** SHORT TASK **
Please convert the entries below, from the line containing "of the black" through the last entry, into a Markdown table with the columns Row and Line. Put one line in each row and leave out blank lines.

** Coordinate annotation entries **
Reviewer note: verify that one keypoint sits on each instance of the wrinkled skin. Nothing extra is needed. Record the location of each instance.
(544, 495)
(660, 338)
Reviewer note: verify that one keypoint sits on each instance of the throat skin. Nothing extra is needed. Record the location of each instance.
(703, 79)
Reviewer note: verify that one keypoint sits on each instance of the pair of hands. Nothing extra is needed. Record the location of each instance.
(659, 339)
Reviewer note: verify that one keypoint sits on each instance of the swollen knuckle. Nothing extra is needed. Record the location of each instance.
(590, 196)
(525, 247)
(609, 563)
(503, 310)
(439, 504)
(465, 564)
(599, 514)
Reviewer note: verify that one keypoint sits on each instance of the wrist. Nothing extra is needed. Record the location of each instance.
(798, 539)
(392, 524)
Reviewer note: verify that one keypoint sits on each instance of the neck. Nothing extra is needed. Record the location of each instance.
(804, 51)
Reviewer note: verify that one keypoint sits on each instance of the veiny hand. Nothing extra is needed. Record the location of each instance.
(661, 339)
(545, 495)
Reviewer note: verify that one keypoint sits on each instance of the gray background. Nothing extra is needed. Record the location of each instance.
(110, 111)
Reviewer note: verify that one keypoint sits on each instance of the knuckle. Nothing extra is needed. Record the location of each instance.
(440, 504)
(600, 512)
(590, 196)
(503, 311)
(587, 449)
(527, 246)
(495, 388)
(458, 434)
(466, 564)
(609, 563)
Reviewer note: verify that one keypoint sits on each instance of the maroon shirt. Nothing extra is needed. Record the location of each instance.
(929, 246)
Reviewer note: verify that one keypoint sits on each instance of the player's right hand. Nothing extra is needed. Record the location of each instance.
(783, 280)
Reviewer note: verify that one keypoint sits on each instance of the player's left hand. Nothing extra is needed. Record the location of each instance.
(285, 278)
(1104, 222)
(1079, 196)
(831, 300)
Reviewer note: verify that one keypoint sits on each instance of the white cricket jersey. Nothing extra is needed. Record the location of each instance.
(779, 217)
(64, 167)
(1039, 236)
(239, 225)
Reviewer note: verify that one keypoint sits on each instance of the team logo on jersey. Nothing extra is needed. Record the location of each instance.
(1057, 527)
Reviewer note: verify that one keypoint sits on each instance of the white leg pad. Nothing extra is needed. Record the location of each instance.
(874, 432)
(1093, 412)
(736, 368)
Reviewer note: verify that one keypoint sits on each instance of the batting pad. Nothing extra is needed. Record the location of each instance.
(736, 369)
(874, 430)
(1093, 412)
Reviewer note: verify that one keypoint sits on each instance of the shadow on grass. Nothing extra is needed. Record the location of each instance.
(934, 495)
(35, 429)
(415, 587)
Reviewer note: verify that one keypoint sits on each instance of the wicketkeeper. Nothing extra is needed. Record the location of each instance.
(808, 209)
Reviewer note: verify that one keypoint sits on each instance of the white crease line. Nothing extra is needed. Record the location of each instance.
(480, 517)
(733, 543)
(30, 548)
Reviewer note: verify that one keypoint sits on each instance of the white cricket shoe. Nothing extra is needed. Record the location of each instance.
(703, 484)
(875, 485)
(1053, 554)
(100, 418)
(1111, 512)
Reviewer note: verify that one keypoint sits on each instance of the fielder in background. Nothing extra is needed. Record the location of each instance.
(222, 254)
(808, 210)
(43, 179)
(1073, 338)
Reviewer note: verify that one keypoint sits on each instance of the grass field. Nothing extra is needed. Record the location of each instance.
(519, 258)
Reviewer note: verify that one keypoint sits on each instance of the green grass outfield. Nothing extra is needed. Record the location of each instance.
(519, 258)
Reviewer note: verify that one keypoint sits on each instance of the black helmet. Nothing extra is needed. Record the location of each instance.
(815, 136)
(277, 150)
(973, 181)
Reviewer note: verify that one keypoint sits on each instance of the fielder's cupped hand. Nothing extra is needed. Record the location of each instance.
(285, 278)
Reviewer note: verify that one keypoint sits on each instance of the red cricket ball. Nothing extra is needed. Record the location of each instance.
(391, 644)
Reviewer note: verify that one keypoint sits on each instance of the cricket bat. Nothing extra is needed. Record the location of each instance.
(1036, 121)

** WRITTEN SOLUTION **
| Row | Line |
|---|---|
| 1 | Reviewer note: verify that one keypoint sits on each instance of the black helmet. Nothing extra is needed. Record the location of each instance. |
| 2 | (815, 136) |
| 3 | (277, 150) |
| 4 | (973, 181) |
| 5 | Reviewer note: verify that one keypoint sits on each instance of the fielder's cupped hand. Nothing extra is needed. Record the location of each instance. |
| 6 | (285, 278) |
| 7 | Reviewer note: verify that one keypoint sits on each instance of the red cricket ball. Nothing extra is needed. Record the location of each instance. |
| 8 | (391, 644) |
| 9 | Reviewer note: verify that one keypoint sits on each instance of the cricket bat. Nothing extra is needed. Record the location of each instance. |
| 10 | (1036, 121) |